+++ EXCERPTED TEXT

Announcement on epidemiology and prevention of Hepatitis E in Hong Kong
The Centre for Food Safety (CFS) today (December 30) announced the epidemiology of Hepatitis E in Hong Kong, reported that fresh pig liver may be one of the sources in the spread of food-borne Hepatitis E virus (HEV) in Hong Kong, and advised people on preventive measures.
In light of a rising trend in local human Hepatitis E cases in recent years, the CFS obtained 100 fresh liver samples from pigs slaughtered in Sheung Shui Slaughterhouse from mid-January to May 2009. Among those samples, none of the 49 liver samples from porker pigs (around six months old) was found to be positive for HEV, while 16 out of 51 liver samples from roaster pigs (roughly four months old) were found to be positive. The positive rate for roaster pigs was 31%. Some isolates from roaster pigs and human cases were also found to have the same partial sequence.
Speaking at a press conference today, CFS' Consultant (Community Medicine) (Risk Assessment and Communication), Dr Ho Yuk-yin, said, "The results of the study show that the pig may be one of the sources of local human Hepatitis E cases. But there are other potential sources, such as contaminated water and food like raw or undercooked shellfish.
"Those local cases were all sporadic. As the incubation period of HEV varies from two to nine weeks, it is difficult to determine the exact source of infection for individual cases.
"The CFS will take note of the HEV situation in humans and animals in order to have an overview of the epidemiology of Hepatitis E," Dr Ho said.
Co-hosting the press conference was CFS' Scientific Officer (Microbiology), Dr Chong Tsz-kit. He said, "People infected with HEV may have symptoms such as fever, malaise, anorexia, nausea, abdominal pain, jaundice and tea-coloured urine. It is usually a mild disease and resolves in two weeks. However, there may be severe complications in high risk groups, such as pregnant women, patients with chronic liver diseases and the elderly. No commercial vaccine for Hepatitis E is available at present."

++++++

• APPLY WHAT YOU READ
A - In the Hepatitis E announcement, what share of the roaster pig liver samples tested positive for HEV?
B - Which symptoms of HEV infection does the Hepatitis E announcement list?
C - Could you reproduce the Hepatitis E announcement from "Speaking at a" to "or undercooked shellfish."?

+++ DATA SUPPLIED

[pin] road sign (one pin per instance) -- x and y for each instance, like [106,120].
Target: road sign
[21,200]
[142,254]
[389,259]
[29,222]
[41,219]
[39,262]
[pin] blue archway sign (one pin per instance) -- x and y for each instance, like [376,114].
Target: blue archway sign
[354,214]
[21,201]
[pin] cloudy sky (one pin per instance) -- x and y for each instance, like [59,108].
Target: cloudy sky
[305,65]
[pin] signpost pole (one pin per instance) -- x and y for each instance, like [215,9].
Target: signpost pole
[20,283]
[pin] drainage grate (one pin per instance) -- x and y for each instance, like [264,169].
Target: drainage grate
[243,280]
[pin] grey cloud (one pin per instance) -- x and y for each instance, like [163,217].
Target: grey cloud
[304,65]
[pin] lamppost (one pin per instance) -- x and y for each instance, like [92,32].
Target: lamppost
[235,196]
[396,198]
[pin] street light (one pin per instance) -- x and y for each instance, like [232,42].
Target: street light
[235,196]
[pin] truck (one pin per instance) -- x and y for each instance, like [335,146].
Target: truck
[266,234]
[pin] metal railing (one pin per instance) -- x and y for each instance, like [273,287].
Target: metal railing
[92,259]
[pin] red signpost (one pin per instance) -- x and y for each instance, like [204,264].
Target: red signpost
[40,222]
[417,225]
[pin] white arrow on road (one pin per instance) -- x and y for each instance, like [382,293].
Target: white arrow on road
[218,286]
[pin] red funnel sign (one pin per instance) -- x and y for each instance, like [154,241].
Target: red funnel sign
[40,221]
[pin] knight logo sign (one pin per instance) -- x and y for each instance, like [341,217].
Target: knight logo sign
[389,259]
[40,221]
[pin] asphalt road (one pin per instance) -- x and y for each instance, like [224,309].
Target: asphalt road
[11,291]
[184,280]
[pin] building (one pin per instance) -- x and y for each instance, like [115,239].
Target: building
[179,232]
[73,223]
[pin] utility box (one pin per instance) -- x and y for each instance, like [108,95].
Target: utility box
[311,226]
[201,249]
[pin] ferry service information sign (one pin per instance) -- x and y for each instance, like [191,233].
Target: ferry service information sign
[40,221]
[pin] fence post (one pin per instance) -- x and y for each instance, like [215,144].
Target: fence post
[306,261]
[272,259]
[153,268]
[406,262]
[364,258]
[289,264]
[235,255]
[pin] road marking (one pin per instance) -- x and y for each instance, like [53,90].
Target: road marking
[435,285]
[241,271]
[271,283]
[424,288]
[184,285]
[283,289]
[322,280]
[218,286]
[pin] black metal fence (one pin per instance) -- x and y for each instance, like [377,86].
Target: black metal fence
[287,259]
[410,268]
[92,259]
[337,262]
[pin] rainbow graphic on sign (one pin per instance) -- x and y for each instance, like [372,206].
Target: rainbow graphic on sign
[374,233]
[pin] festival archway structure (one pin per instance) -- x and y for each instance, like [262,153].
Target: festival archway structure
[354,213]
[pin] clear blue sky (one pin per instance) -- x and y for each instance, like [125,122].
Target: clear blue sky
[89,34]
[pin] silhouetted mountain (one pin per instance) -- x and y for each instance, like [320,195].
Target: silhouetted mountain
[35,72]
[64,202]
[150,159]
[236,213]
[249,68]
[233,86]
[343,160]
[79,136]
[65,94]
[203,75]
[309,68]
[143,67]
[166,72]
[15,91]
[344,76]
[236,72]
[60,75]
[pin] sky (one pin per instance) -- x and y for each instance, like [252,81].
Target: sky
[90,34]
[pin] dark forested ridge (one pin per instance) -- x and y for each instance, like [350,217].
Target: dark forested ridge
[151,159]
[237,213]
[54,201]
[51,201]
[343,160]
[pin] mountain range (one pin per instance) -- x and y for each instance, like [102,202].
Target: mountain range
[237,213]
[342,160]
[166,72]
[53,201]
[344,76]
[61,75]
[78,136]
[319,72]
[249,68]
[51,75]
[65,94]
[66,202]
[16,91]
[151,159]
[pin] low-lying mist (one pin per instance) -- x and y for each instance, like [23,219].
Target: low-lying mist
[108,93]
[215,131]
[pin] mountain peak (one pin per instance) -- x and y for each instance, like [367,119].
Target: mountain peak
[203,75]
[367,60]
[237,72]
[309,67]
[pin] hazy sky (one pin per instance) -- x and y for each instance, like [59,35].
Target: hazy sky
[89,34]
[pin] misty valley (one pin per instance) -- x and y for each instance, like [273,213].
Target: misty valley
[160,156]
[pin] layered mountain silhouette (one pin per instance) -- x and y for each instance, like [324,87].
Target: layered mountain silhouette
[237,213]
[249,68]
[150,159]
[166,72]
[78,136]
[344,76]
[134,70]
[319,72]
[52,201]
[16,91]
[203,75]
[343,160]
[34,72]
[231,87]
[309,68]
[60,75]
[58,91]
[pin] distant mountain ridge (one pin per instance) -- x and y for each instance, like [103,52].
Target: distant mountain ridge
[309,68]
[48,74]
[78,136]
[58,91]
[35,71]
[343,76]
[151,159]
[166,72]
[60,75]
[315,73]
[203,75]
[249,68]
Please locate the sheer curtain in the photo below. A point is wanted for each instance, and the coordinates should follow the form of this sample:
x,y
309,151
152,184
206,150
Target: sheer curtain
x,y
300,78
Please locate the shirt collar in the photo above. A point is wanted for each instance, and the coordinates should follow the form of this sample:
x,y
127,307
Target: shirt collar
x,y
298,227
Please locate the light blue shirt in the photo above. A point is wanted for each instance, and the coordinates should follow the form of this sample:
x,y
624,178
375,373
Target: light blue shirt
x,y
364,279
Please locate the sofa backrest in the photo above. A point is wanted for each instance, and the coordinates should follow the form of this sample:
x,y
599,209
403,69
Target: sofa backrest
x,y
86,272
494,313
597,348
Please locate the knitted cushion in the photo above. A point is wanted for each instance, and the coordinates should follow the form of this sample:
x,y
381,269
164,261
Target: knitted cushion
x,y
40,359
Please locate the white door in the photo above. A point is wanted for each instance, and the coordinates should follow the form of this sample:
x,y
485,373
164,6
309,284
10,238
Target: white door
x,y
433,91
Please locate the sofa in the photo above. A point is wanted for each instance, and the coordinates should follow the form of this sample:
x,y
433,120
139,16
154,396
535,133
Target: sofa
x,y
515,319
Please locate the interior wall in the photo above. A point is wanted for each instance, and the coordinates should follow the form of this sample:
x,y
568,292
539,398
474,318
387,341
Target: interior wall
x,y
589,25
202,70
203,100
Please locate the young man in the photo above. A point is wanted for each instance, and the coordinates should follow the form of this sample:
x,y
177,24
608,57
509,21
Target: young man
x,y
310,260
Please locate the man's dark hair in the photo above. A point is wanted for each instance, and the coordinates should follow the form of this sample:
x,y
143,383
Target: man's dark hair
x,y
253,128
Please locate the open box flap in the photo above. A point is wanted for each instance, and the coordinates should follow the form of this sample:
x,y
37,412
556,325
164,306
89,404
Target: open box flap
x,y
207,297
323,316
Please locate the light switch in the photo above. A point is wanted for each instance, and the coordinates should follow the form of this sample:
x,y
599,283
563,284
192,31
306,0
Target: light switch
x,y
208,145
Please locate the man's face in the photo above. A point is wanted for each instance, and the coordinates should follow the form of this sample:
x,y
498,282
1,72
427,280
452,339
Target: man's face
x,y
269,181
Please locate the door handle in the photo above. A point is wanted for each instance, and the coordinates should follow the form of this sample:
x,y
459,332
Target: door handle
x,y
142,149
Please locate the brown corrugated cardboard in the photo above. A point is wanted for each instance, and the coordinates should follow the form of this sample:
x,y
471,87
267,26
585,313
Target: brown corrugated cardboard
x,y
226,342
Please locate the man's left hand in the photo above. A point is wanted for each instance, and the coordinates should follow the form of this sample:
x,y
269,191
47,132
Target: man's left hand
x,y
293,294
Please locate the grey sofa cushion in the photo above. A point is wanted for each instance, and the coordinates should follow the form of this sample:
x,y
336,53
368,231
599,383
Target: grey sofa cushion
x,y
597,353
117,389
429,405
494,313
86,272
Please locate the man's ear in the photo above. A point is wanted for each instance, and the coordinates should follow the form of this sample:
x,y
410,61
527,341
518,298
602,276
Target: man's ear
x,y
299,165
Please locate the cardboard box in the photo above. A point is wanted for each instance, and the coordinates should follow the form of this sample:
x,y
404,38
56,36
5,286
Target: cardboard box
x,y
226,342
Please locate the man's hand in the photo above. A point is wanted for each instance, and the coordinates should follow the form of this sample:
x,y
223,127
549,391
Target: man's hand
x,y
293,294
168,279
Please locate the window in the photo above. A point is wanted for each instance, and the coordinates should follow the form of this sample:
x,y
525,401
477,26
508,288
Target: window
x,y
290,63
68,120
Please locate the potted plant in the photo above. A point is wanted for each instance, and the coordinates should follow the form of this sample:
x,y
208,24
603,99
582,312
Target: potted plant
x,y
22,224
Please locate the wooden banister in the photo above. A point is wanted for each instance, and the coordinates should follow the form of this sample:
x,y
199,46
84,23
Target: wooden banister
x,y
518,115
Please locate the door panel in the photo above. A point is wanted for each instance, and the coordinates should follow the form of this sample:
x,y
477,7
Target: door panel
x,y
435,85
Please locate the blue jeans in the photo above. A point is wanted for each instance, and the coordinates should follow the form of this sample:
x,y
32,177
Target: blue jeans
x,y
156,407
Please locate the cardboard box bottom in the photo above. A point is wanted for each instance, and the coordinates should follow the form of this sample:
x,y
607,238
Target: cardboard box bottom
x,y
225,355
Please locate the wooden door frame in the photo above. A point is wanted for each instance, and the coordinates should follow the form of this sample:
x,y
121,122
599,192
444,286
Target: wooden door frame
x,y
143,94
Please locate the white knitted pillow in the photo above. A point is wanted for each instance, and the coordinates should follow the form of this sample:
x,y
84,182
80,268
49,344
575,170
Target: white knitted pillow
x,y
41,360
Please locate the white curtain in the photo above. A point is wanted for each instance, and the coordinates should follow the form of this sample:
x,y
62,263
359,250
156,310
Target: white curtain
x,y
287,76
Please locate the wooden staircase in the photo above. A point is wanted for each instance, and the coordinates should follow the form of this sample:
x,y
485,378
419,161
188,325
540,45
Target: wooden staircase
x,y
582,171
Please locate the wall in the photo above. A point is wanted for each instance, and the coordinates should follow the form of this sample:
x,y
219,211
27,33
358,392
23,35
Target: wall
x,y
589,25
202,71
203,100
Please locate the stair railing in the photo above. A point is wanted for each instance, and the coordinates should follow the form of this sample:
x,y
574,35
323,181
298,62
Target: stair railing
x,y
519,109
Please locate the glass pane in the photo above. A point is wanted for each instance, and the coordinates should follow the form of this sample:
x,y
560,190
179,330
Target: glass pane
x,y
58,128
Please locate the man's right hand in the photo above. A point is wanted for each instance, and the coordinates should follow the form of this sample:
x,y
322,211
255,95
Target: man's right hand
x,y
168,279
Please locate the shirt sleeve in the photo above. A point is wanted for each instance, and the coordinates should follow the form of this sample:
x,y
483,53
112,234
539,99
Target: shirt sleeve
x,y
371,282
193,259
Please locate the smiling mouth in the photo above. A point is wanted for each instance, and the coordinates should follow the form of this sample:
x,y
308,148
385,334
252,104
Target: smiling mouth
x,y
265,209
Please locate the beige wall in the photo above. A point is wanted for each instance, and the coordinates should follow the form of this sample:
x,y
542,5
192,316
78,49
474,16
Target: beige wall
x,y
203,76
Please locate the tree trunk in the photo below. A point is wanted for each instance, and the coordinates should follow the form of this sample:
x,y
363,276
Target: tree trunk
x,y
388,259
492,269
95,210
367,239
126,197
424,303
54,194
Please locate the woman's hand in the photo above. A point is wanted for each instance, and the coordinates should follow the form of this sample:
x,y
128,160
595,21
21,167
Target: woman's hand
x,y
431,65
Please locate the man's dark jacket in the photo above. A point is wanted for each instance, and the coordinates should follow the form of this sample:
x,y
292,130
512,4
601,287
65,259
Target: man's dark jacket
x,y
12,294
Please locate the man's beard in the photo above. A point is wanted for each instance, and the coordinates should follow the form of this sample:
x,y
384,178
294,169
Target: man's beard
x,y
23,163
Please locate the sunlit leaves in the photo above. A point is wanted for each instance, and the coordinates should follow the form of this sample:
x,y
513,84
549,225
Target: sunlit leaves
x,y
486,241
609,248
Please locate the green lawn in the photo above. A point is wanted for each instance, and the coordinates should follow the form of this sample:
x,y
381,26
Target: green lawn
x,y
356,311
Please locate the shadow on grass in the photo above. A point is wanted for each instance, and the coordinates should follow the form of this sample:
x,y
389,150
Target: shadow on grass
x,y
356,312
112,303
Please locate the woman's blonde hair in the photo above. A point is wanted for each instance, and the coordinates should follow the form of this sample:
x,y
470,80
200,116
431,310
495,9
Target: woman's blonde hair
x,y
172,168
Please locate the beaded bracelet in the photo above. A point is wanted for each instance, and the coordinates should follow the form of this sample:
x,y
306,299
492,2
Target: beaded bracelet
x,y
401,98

++++++

• ANSWERS FOR THIS EXERCISE
A - 31% (16 out of 51 samples)

B - Fever, malaise, anorexia, nausea, abdominal pain, jaundice and tea-coloured urine.

C -
Speaking at a press conference today, CFS' Consultant (Community Medicine) (Risk Assessment and Communication), Dr Ho Yuk-yin, said, "The results of the study show that the pig may be one of the sources of local human Hepatitis E cases. But there are other potential sources, such as contaminated water and food like raw or undercooked shellfish.